> _Goals_
(1) Decide whether each statement agrees with the passage on NASCAR sponsorship, answering yes or no and quoting the words of the passage that decide it: (a) Team owners usually budget $9 million to $10 million a year. (b) Other major sports get most of their revenue from sponsorships. (c) The Cartoon Network's pit could be spotted by a giant Scooby-Doo character.
(2) According to the passage on NASCAR sponsorship, what did each 18-wheeler in the Daytona garage area serve as during the week?
(3) Pick up the passage on NASCAR sponsorship after its last sentence and keep writing.
━━━ Passage provided
Individual teams are also attracting new benefactors outside racing's traditional categories. At this year's Daytona, the garage area was filled with dozens of 18-wheelers parked side by side, each serving as a team's headquarters during the week. The place had the feel of a Main Street fair. The trucks blazed with the bright colors and logos of companies like Lowe's, Philips, M&Ms, BellSouth, Hot Wheels, and Kmart. Even the Cartoon Network was there as a team sponsor (its pit was easily identified; it was the one with the giant Scooby-Doo character).

You won't catch any of the Nascar folks--or the fans--wringing their hands about all this commercialism either. Not yet, at least. Since the early '70s, stock cars have looked like rolling billboards, and their drivers like victims of a deranged corporate tattoo artist. For good reason: Other major sports derive the vast majority of revenues from TV-rights fees and ticket sales; for them, sponsorship dollars are almost gravy. Well, it's the exact opposite in auto racing. This sport, with its regional following, hasn't traditionally been able to charge a fortune for TV rights or tickets, so it has long needed corporate dollars to survive. Team owners usually budget $9 million to $10 million annually, which typically includes about 12 cars per driver and a couple of dozen employees. Most, if not all, of the cost is covered by sponsorships. "Everybody out here realizes how important the sponsors are: Without 'em we're a bunch of broken-down old cars," says Earnhardt.
━━━━━━
━━━ Provided data
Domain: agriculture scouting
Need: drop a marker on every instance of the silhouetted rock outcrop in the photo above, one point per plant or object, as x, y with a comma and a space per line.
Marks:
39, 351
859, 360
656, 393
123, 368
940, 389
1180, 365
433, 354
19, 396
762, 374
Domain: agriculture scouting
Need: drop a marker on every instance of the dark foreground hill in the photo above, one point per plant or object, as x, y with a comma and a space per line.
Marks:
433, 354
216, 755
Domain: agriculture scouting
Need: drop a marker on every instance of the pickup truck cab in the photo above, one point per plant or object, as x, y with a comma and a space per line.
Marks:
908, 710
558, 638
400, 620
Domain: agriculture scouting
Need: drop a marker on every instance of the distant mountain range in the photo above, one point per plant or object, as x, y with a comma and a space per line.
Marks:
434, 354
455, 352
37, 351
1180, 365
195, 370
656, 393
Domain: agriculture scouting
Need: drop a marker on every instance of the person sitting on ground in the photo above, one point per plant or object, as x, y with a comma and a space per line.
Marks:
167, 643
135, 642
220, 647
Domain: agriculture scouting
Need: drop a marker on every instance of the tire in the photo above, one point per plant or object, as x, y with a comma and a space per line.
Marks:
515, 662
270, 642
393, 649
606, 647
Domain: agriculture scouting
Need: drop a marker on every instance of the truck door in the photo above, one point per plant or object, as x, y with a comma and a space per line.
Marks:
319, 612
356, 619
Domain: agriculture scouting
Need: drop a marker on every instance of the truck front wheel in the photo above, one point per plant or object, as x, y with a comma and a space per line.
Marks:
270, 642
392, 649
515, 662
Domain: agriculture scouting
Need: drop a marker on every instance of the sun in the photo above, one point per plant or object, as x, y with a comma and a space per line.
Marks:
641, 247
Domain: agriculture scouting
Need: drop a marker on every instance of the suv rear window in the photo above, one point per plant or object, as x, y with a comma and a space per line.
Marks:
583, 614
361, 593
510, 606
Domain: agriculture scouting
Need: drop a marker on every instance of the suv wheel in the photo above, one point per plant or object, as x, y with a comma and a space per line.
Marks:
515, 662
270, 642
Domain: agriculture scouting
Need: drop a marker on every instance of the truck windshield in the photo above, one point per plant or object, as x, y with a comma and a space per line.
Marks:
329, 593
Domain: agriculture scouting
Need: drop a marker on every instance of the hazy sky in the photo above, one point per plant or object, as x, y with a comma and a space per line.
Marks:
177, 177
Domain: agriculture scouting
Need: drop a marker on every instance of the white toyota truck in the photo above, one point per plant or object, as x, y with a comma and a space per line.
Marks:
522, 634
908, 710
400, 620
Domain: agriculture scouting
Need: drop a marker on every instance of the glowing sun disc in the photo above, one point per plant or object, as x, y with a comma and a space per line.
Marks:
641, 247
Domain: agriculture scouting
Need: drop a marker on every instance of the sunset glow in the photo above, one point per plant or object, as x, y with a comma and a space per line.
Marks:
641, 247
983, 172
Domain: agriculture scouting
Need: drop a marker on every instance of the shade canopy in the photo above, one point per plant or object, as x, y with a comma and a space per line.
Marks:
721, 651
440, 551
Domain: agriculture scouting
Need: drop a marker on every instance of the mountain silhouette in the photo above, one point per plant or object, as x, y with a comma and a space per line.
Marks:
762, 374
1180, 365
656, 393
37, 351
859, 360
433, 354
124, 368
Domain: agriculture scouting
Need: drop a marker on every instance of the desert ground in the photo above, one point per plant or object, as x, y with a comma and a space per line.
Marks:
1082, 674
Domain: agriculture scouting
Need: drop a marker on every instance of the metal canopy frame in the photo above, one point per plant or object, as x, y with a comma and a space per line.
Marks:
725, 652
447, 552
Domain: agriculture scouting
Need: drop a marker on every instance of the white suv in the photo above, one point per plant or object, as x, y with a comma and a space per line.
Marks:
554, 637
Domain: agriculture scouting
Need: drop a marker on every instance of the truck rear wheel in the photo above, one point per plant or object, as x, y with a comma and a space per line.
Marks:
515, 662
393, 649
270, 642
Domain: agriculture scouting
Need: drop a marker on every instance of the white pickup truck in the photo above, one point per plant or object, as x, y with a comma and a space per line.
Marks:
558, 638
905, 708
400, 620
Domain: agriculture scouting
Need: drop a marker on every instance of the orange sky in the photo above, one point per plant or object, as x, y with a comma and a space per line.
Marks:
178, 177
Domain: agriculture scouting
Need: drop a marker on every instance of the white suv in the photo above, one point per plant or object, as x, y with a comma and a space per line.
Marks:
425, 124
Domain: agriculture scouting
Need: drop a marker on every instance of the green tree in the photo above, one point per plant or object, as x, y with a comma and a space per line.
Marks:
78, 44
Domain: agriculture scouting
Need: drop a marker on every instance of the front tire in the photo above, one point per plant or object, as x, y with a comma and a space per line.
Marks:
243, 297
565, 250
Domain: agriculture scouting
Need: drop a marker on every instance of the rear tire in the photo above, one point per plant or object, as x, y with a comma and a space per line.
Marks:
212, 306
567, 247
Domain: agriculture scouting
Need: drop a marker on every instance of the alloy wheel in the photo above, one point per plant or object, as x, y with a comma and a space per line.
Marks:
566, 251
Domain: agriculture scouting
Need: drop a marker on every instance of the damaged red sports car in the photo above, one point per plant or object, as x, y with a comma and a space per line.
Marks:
━━━━━━
> _Solved tasks_
(1)
(a) Yes: "Team owners usually budget $9 million to $10 million annually"
(b) No: "Other major sports derive the vast majority of revenues from TV-rights fees and ticket sales"
(c) Yes: "it was the one with the giant Scooby-Doo character"

(2) Each one served as a team's headquarters.

(3)
For sponsors, Nascar may be the best buy in sports, for a simple reason: Speed sells. Some snobs still regard race fans as po' trash, but these folks spend freely to support the companies and brands that back their favorite drivers. Slap your logo on a stock-car product and race fans will embrace you. Coke has filled orders for 20,000 new Nascar-themed vending machines. Visa says it's running to keep up with demand for its new Nascar affinity cards. Sales of Hot Wheels cars jumped 30% last year after the brand became Kyle Petty's primary sponsor. But this is all you really need to know: Nascar Barbie was Mattel's hottest collectible Barbie last year. More than a million were sold, generating about $50 million in revenue. "Our sponsors are not stupid," says team owner Felix Sabates, who has two Winston Cup cars. "They're not here because the CEO wants to sit in the grandstands."

Home Depot's Dick Sullivan certainly isn't. The giant home-improvement chain became one of Nascar's newest "official" partners this season, and not because the marketing head has any particular love for auto racing. "I'm proud to say that when we signed the deal, I knew nothing about the sport," he says. Home Depot actually passed on Nascar four years ago. Two factors changed Sullivan's mind: The sport's successful expansion outside the South and its buy-happy race fans. "I don't call it a sport anymore," Sullivan says. "I call it a marketing machine."

Du Pont's Savelli is giddy over the impact of the affiliation with Nascar. In 1991, the year before Savelli decided to sponsor Gordon, the automotive-refinishes group was a $500 million business. Last year revenues exceeded $1 billion. Savelli attributes 20% of the growth--$100 million--to his association with Gordon. Savelli adds this: He earns $5 for every $1 he spends on the Gordon team, a return that'll bring a tear to any CFO's eye. "This has been magnificent for us, absolutely phenomenal," Savelli says. "He's helped us keep our current business and obtain new business. In three or four years, the deal paid for itself."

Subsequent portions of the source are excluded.